> [WHAT TO WORK ON]: Render every line of the entries below as a JSON list of strings, one string per line, with blank lines omitted and the pictures left out.

-- begin --

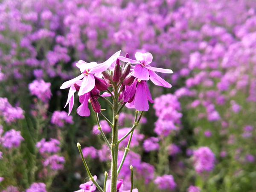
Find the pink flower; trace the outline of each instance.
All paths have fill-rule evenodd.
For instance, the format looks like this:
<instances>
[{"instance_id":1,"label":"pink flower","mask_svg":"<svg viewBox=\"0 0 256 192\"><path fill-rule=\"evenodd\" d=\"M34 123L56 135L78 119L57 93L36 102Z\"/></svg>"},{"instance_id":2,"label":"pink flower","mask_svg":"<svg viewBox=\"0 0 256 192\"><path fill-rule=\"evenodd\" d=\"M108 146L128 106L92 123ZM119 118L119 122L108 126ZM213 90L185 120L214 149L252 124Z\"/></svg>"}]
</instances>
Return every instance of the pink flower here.
<instances>
[{"instance_id":1,"label":"pink flower","mask_svg":"<svg viewBox=\"0 0 256 192\"><path fill-rule=\"evenodd\" d=\"M154 71L165 73L172 73L173 72L171 70L153 67L150 66L149 64L153 60L153 56L151 53L137 52L135 53L135 58L137 61L124 57L118 58L123 61L131 63L131 64L139 64L135 66L132 73L132 76L136 78L144 81L148 81L150 79L156 85L161 86L165 87L172 87L171 84L157 75Z\"/></svg>"},{"instance_id":2,"label":"pink flower","mask_svg":"<svg viewBox=\"0 0 256 192\"><path fill-rule=\"evenodd\" d=\"M134 107L138 111L148 111L149 105L148 100L154 103L149 89L145 81L135 79L130 86L125 87L124 101L131 103L128 108Z\"/></svg>"},{"instance_id":3,"label":"pink flower","mask_svg":"<svg viewBox=\"0 0 256 192\"><path fill-rule=\"evenodd\" d=\"M96 175L93 176L93 179L94 180L96 180L97 179L97 176ZM81 189L74 192L93 192L96 190L96 186L91 180L90 180L84 183L81 184L79 187Z\"/></svg>"},{"instance_id":4,"label":"pink flower","mask_svg":"<svg viewBox=\"0 0 256 192\"><path fill-rule=\"evenodd\" d=\"M127 191L123 190L124 188L124 184L123 184L122 179L120 179L116 181L116 191L118 192L129 192L131 190ZM110 187L111 186L111 180L108 180L106 183L106 192L110 192ZM132 192L138 192L138 189L132 189Z\"/></svg>"},{"instance_id":5,"label":"pink flower","mask_svg":"<svg viewBox=\"0 0 256 192\"><path fill-rule=\"evenodd\" d=\"M82 74L73 79L65 82L60 88L63 89L70 87L79 82L80 79L82 79L78 95L81 96L88 93L95 86L96 77L101 76L101 74L99 73L110 67L113 61L115 61L116 58L119 56L120 52L121 50L118 51L105 62L99 64L98 64L96 62L87 63L81 60L79 61L76 65L80 69ZM95 75L93 75L94 74ZM74 93L74 91L73 87L70 94Z\"/></svg>"}]
</instances>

-- end --

> [OUTPUT OF THE TASK]:
[
  "Find the pink flower; trace the outline of each instance.",
  "All paths have fill-rule evenodd.",
  "For instance, the format looks like this:",
  "<instances>",
  "[{\"instance_id\":1,\"label\":\"pink flower\",\"mask_svg\":\"<svg viewBox=\\\"0 0 256 192\\\"><path fill-rule=\\\"evenodd\\\" d=\\\"M34 123L56 135L78 119L57 93L36 102Z\\\"/></svg>\"},{\"instance_id\":2,\"label\":\"pink flower\",\"mask_svg\":\"<svg viewBox=\\\"0 0 256 192\\\"><path fill-rule=\\\"evenodd\\\" d=\\\"M108 146L128 106L92 123ZM119 118L119 122L108 126ZM213 90L185 120L214 149L252 124Z\\\"/></svg>\"}]",
  "</instances>",
  "Return every instance of the pink flower here.",
  "<instances>",
  "[{\"instance_id\":1,\"label\":\"pink flower\",\"mask_svg\":\"<svg viewBox=\\\"0 0 256 192\\\"><path fill-rule=\\\"evenodd\\\" d=\\\"M154 71L165 73L172 73L173 72L171 70L153 67L150 66L149 64L153 60L153 56L151 53L137 52L135 53L135 58L137 61L124 57L118 58L123 61L131 63L131 64L139 64L135 66L132 73L132 76L136 78L144 81L148 81L150 79L156 85L161 86L165 87L172 87L171 84L157 75Z\\\"/></svg>\"},{\"instance_id\":2,\"label\":\"pink flower\",\"mask_svg\":\"<svg viewBox=\\\"0 0 256 192\\\"><path fill-rule=\\\"evenodd\\\" d=\\\"M134 107L138 111L148 111L149 105L148 100L154 103L149 89L145 81L135 79L130 86L125 87L124 101L131 103L128 108Z\\\"/></svg>\"},{\"instance_id\":3,\"label\":\"pink flower\",\"mask_svg\":\"<svg viewBox=\\\"0 0 256 192\\\"><path fill-rule=\\\"evenodd\\\" d=\\\"M96 175L93 176L93 179L94 180L96 180L97 179L97 176ZM81 189L74 192L93 192L96 190L96 186L91 180L90 180L84 183L81 184L79 187Z\\\"/></svg>\"},{\"instance_id\":4,\"label\":\"pink flower\",\"mask_svg\":\"<svg viewBox=\\\"0 0 256 192\\\"><path fill-rule=\\\"evenodd\\\" d=\\\"M127 191L123 190L124 188L124 184L123 184L122 179L120 179L116 181L116 191L118 192L129 192L131 190ZM110 187L111 186L111 180L108 180L106 183L106 192L110 192ZM132 192L138 192L138 189L132 189Z\\\"/></svg>\"},{\"instance_id\":5,\"label\":\"pink flower\",\"mask_svg\":\"<svg viewBox=\\\"0 0 256 192\\\"><path fill-rule=\\\"evenodd\\\" d=\\\"M82 74L73 79L65 82L60 88L63 89L70 87L79 82L80 79L82 79L78 95L81 96L88 93L95 86L96 77L101 76L101 74L99 73L110 67L113 61L115 61L116 58L119 56L120 52L121 50L118 51L105 62L99 64L98 64L96 62L87 63L81 60L79 61L76 65L80 69ZM95 75L93 75L94 74ZM74 93L74 91L73 87L70 94Z\\\"/></svg>\"}]",
  "</instances>"
]